» Directive:
Swap "towels" for "washcloths" in everything from the line containing "on the stack" down to the line containing "Query: tub deck surround", and give back only those lines with nothing else changed.

» Exercise inputs:
>> Start
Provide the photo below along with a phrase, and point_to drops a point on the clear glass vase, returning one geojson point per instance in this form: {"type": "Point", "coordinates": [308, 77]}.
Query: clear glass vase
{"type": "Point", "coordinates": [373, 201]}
>> End
>> Start
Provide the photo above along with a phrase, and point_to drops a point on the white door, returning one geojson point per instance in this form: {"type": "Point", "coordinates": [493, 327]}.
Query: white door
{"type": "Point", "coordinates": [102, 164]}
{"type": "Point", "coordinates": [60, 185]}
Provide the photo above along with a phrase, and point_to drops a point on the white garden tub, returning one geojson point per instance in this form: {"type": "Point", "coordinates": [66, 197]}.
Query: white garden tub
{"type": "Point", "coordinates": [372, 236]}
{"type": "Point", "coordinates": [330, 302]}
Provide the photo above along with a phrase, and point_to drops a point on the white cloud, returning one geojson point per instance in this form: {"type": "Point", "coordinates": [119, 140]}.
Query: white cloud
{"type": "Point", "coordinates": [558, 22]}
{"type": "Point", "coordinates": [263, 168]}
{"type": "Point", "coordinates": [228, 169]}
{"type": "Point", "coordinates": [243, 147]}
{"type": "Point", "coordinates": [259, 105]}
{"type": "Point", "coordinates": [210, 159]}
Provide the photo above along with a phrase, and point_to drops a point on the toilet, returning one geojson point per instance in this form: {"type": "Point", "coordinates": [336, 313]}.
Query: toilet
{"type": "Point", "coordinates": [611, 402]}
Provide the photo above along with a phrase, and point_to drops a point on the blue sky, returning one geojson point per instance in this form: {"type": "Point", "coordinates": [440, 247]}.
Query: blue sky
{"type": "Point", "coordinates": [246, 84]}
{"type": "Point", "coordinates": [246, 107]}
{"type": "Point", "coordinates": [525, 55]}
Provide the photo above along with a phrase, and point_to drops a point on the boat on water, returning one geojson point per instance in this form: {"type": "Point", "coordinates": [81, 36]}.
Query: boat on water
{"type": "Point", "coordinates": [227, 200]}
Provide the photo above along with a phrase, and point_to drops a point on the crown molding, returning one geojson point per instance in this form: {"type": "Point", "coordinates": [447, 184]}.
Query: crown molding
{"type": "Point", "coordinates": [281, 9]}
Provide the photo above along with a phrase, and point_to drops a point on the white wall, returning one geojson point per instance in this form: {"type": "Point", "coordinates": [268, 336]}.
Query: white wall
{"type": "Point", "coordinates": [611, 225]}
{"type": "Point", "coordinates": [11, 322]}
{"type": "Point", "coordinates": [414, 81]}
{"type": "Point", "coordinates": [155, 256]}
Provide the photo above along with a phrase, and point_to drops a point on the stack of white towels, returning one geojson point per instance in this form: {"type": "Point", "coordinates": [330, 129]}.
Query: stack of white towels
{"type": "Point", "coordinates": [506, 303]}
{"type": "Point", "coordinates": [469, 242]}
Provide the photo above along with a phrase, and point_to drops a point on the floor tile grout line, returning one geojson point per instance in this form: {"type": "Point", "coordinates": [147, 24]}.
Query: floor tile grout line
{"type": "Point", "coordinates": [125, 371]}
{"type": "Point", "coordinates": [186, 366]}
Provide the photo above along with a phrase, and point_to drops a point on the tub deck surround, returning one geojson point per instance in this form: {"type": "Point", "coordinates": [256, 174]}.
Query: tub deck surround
>> End
» Final result:
Provide the photo above along with a phrase, and point_to drops a point on the stack of white washcloths, returning one geojson point per instance in this form: {"type": "Point", "coordinates": [330, 129]}.
Query: stack of white washcloths
{"type": "Point", "coordinates": [506, 303]}
{"type": "Point", "coordinates": [469, 242]}
Provide the photo above along with a phrase, and point_to drops a point on the floor tile grout line, returning one geojson point per instance in this form: {"type": "Point", "coordinates": [147, 24]}.
Query: floor tile grout line
{"type": "Point", "coordinates": [125, 371]}
{"type": "Point", "coordinates": [186, 366]}
Provide the photo above along with a phrase, and point_to drops a point on the tub deck surround, returning one geojson point per instance in this form: {"type": "Point", "coordinates": [256, 174]}.
Query: tub deck surround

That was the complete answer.